● **ATTIVITÀ**: Prosegui l'articolo sui microchip impiantati nel cervello, riportato più sotto, riprendendo subito dopo la sua ultima frase.

● **BRANO PROPOSTO**:
Microchip impiantati nel cervello, li avremo tutti nel futuro?

È possibile immaginare un futuro in cui le malattie neurologiche si trattano con microchip impiantati nel cervello e le informazioni mediche sono accessibili con un semplice tocco? Anche se questa può sembrare fantascienza, i progressi nelle interfacce cervello-macchina (Bci) e nel biohacking — che coinvolge l’uso di tecnologie per migliorare le capacità fisiche e cognitive del corpo umano — stanno trasformando questa visione in realtà, già oggi. Neuralink, l’azienda di Elon Musk sulla bocca di tutti, ha contribuito a rendere queste tecnologie più conosciute, mettendo in luce le potenziali applicazioni mediche dei microchip impiantati nel cervello di pazienti tetraplegici, ma anche i limiti e rischi di questa tecnologia. Ed infatti, l’integrazione di dispositivi elettronici nel corpo umano continua a sollevare preoccupazioni nella maggior parte delle persone: molti temono per la sicurezza dei propri dati personali e per i possibili abusi di queste tecnologie che includono scenari inquietanti come la manipolazione mentale e il suo utilizzo per scopi militari o di marketing.

● **ELENCO**:
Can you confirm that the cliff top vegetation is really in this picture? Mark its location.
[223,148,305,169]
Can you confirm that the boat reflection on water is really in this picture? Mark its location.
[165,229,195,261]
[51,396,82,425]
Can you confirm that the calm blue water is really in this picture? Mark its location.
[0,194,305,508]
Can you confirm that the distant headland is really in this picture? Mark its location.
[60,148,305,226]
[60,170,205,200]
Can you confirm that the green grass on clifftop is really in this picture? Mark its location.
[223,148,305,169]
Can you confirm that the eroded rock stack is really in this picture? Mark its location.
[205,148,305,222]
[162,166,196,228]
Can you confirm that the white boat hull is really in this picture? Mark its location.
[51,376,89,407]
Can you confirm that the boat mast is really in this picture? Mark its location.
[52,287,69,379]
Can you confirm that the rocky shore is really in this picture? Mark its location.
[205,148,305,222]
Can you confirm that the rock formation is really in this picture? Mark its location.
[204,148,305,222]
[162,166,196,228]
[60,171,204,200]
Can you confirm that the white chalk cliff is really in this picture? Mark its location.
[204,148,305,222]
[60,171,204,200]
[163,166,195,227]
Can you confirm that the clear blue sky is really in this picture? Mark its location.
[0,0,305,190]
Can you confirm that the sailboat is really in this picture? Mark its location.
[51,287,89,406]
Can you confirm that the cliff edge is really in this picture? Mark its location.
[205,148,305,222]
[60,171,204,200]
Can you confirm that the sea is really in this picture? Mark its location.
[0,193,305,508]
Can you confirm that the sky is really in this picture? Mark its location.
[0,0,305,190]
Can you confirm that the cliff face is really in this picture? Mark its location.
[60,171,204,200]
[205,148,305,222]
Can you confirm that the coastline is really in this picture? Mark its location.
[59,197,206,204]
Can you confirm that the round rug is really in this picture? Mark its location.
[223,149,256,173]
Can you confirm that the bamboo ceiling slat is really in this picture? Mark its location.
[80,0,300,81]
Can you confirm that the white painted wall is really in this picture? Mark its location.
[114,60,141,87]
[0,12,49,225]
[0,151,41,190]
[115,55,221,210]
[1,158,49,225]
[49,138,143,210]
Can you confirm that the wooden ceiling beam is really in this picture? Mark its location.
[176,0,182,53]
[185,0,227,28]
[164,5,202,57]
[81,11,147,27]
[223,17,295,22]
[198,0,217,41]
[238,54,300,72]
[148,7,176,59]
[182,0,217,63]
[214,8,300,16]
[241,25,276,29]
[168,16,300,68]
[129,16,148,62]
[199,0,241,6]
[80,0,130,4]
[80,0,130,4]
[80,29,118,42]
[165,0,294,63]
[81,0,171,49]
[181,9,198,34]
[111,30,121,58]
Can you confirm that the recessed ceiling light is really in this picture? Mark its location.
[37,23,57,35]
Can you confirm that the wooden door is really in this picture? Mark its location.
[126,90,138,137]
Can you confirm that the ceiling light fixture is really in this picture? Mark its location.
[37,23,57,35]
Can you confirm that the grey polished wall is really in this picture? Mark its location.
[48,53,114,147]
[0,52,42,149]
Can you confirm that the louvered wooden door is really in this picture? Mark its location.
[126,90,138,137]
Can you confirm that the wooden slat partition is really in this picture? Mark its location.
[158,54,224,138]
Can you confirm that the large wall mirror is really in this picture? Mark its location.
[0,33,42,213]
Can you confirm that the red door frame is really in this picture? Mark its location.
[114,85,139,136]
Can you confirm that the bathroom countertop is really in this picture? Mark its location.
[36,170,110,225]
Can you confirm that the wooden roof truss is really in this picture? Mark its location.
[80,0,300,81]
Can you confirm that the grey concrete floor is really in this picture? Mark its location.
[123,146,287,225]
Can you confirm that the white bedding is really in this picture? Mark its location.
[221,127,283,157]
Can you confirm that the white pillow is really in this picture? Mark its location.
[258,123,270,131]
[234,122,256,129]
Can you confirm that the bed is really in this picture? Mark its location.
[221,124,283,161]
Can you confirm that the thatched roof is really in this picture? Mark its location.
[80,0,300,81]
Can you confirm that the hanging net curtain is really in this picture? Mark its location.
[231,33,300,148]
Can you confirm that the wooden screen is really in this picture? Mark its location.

● **SOLUZIONE**:
Ecco perché in questo episodio di Grande Giove, il podcast di Wired, abbiamo provato a fare luce su questa frontiera tecnologica insieme a due esperti del settore. Fabio Boi, dottorato in Interfacce cervello-macchina presso l’Istituto italiano di tecnologia di Genova (Iit) e co-fondatore della startup Corticale, ha discusso con noi gli ultimi sviluppi nel campo delle interfacce neurali. Mentre Mattia Coffetti, esperto di cybersecurity e biohacker con ben 5 chip impiantati sotto la pelle, ci ha offerto uno sguardo sulle applicazioni pratiche del biohacking.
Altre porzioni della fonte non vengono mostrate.